*DATA UNDER STUDY*.
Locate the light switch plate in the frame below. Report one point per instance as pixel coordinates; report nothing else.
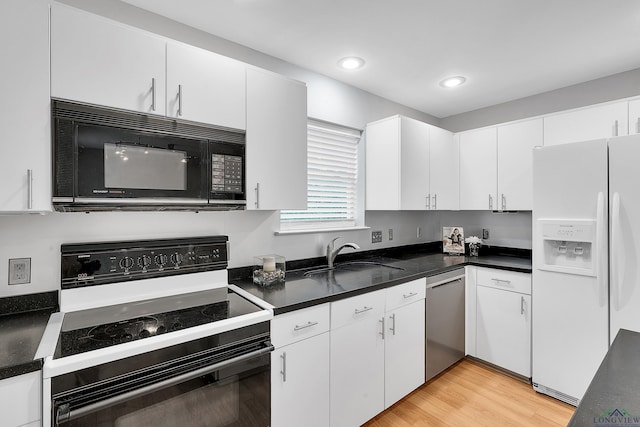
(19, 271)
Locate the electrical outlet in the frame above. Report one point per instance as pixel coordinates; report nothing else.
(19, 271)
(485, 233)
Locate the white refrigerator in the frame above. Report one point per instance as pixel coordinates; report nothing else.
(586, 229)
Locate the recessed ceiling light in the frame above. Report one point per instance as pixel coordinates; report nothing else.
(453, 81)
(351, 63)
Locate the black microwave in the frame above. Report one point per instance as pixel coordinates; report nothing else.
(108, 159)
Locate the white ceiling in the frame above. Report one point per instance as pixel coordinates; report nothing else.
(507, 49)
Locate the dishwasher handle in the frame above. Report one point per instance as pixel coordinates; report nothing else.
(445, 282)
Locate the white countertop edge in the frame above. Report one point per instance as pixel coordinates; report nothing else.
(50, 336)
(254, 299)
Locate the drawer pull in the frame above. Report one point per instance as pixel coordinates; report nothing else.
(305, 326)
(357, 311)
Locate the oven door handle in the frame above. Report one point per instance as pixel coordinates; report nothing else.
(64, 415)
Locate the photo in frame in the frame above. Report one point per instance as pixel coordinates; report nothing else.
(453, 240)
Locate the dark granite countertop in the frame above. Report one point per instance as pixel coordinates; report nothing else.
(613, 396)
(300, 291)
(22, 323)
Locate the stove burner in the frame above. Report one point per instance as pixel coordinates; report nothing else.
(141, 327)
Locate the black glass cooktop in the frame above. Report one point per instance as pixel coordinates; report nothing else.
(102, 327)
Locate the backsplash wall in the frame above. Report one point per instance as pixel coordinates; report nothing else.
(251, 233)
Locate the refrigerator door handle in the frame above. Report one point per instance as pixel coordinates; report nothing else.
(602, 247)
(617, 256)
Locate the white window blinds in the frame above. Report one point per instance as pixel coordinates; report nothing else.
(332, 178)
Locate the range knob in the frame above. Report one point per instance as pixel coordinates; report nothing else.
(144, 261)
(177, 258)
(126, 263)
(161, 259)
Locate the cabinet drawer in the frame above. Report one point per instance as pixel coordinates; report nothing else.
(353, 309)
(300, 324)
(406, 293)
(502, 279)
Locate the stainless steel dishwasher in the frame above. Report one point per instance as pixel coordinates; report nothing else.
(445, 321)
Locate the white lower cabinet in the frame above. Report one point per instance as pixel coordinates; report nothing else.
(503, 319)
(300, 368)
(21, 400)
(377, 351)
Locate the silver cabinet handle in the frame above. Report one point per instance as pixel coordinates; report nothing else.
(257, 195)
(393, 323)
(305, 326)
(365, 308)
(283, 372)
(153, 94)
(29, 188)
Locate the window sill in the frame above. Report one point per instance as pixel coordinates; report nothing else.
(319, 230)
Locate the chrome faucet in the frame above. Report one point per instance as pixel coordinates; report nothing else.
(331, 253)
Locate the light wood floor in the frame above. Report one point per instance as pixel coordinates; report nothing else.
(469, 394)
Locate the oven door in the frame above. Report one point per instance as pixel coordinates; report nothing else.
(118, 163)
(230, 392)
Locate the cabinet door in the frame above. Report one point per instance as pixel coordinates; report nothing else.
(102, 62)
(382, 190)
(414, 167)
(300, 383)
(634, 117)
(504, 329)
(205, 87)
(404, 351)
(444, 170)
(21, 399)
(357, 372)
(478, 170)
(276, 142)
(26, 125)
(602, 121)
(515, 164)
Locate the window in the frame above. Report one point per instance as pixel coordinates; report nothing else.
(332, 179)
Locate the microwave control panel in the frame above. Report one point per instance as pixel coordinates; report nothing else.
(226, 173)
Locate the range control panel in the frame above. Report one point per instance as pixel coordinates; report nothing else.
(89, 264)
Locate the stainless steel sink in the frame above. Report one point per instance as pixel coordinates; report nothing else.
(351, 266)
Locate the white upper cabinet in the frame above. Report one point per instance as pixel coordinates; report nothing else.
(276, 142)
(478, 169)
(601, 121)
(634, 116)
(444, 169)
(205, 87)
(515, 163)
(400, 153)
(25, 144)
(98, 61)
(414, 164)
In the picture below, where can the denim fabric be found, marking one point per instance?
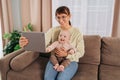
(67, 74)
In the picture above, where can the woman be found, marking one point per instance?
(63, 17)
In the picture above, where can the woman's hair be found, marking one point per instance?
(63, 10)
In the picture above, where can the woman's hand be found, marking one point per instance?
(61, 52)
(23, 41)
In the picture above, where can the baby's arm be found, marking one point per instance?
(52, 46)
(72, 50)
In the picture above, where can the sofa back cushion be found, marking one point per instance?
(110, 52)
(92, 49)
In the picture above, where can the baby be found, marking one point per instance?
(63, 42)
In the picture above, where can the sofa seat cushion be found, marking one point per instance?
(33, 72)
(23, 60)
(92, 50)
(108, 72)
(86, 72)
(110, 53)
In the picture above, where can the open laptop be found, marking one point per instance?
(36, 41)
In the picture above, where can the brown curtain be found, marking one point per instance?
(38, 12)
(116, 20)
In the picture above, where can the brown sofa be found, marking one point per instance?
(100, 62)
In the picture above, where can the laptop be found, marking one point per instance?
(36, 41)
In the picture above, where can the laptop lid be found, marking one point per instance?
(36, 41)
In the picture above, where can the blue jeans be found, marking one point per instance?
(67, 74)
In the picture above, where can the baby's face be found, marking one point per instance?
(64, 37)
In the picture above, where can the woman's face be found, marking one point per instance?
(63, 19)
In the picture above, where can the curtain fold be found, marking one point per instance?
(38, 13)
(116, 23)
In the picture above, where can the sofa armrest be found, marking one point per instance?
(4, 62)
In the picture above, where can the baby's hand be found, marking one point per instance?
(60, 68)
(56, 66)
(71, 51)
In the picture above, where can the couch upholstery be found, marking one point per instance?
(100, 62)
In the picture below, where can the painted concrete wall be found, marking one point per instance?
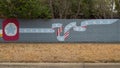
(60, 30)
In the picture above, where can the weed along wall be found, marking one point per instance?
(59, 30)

*REQUIRED ACTION*. Set out the material once more, exact in every line, with no images.

*ANSWER TO THIS EXERCISE*.
Locate the light switch plate in the frame below. Report one point per instance as pixel coordinates; report nothing else.
(19, 271)
Locate the electrical outlet in the frame above. Report one point per instance as pixel coordinates; report nothing else.
(19, 271)
(485, 233)
Locate the white refrigerator in the frame above. Report one point per instance as pixel coordinates; report nothing else.
(586, 229)
Locate the recessed ceiling light in the frame above. Report one point per instance as pixel coordinates; report nothing else.
(453, 81)
(351, 63)
Locate the black microwave in the frame above. Report one point per instance as pixel coordinates; report nothing else.
(108, 159)
Locate the white ceiling in the frame above. Report one point per instance as pixel coordinates; report nothing else.
(507, 49)
Locate the dishwasher handle in the frame above. Report one point per instance as pixel coordinates; report nothing else.
(445, 282)
Locate the white countertop edge in the frame above. Report one point per instance as pixel coordinates; report nothing else.
(50, 336)
(254, 299)
Locate the drawer pull in the frame above. Report one point per instance as pixel coordinates; report nothing else.
(305, 326)
(357, 311)
Locate the oven door handle in the frame above. Report one point per instance as pixel coordinates; report nothing else.
(64, 415)
Locate the photo in frame in the frame above. Report one point per instance as pixel coordinates; report nothing else.
(453, 240)
Locate the dark granite countertop in the frame above. Report one point per instance as pixel coordinates; report nothing else.
(613, 396)
(300, 291)
(22, 323)
Locate the stove burner in the frame above. Report one point per instance as pixel coordinates; report nothing else.
(141, 327)
Locate the black glass cooktop in the frame above. Report one point per instance as pixel coordinates; report nothing else.
(102, 327)
Locate the backsplash wall in the frame above. Report one point per instance as pixel coordinates; report nothing else.
(251, 233)
Locate the refrigerator door handle in the frame above. Report one point per instance as pixel coordinates; report nothing else.
(602, 247)
(617, 256)
Locate the white window blinds in the frame above. Report one point per instance as pixel coordinates; report nothing else.
(332, 178)
Locate the range knob in the frame above. Report one point per instance as pixel coordinates; report nothing else.
(144, 261)
(177, 258)
(126, 263)
(161, 259)
Locate the cabinet drawer in the frame above. Report one point per instance as pixel coordinates; report nothing else.
(353, 309)
(300, 324)
(406, 293)
(502, 279)
Locate the stainless steel dishwasher in the frame above. Report one point per instance as pixel coordinates; report nothing else.
(445, 321)
Locate the white lower cabinet in the frame above. Report one point per instance as pixel coordinates; report nothing else.
(503, 319)
(300, 368)
(21, 400)
(377, 351)
Locate the silver cabinet handle in the frame above. Report one point per instance as pixel coordinates; report nothing else.
(257, 195)
(393, 323)
(305, 326)
(365, 308)
(283, 372)
(153, 94)
(29, 188)
Locate the window sill in the frame above. Report one point per instance as pixel coordinates; report nothing else.
(319, 230)
Locate the chrome faucet in the frame above. Report one point per instance as pixel coordinates; report nothing else.
(331, 253)
Locate the light wood floor in the frame above. Report one point per instance as pixel coordinates; report nothing else.
(469, 394)
Locate the oven door in the frame above. Report one point per instance as pixel coordinates; report nothing else.
(118, 163)
(230, 392)
Locate the cabinet door in the frame above. Report one point per instance as pixel coordinates; report nothing else.
(102, 62)
(382, 190)
(414, 167)
(300, 383)
(634, 117)
(504, 329)
(205, 87)
(404, 351)
(444, 170)
(21, 399)
(357, 372)
(478, 170)
(276, 142)
(26, 125)
(602, 121)
(515, 164)
Locate the window in the frame above. Report one point per instance as pixel coordinates; report nothing else.
(332, 179)
Locate the microwave control panel in the frame above. Report one point per instance as pixel coordinates; report nothing else.
(226, 173)
Locate the range control panel in the frame above. Report one point per instance as pixel coordinates; report nothing else.
(89, 264)
Locate the stainless steel sink in the frame above. Report one point per instance as pixel coordinates; report nothing else.
(351, 266)
Locate the white upper cabinet in the frame above. Report one point per instance as pixel coordinates; report nothing else.
(276, 142)
(478, 169)
(601, 121)
(634, 116)
(444, 169)
(205, 87)
(515, 163)
(400, 153)
(25, 144)
(98, 61)
(414, 164)
In the picture below, where can the denim fabric be found, marking one point per instance?
(67, 74)
In the picture above, where can the woman be found, marking one point per instance?
(63, 17)
In the picture above, where can the woman's hair be found, marking one point per instance?
(63, 10)
In the picture above, where can the woman's hand be found, marking one point per instance?
(61, 52)
(23, 41)
In the picture above, where can the baby's arm be found, marking one point per instance?
(52, 46)
(72, 50)
In the picture above, where can the sofa back cushion be found, marking one point per instance?
(110, 52)
(92, 49)
In the picture above, where can the baby be found, marking one point per instance?
(63, 42)
In the picture above, where can the sofa seat cushion be found, marking one point per instance?
(33, 72)
(23, 60)
(92, 50)
(108, 72)
(86, 72)
(110, 53)
In the picture above, where can the open laptop be found, marking one point per instance?
(36, 41)
In the picture above, where can the brown curtain be found, marking one point per instance?
(38, 12)
(116, 20)
In the picture above, where can the brown sofa be found, marking one point per instance?
(100, 62)
In the picture above, where can the laptop be found, marking one point per instance?
(36, 41)
In the picture above, where can the laptop lid be found, marking one point per instance?
(36, 41)
In the picture above, where can the blue jeans be found, marking one point per instance?
(67, 74)
In the picture above, where can the baby's face be found, marking one point per instance?
(64, 37)
In the picture above, where can the woman's face be found, marking one point per instance?
(63, 19)
In the picture above, where can the curtain fold be found, marking one point per instance?
(38, 13)
(116, 23)
In the picture above, where can the sofa armrest be found, marking one point per instance?
(4, 62)
In the picture above, where can the baby's hand be found, marking one point per instance?
(60, 68)
(56, 66)
(71, 51)
In the picture above, where can the couch upholstery be found, marking one point per instance?
(100, 62)
In the picture below, where can the painted concrete wall be found, marking one point per instance?
(60, 30)
In the picture above, where can the weed along wall be found, marking one point per instance?
(59, 30)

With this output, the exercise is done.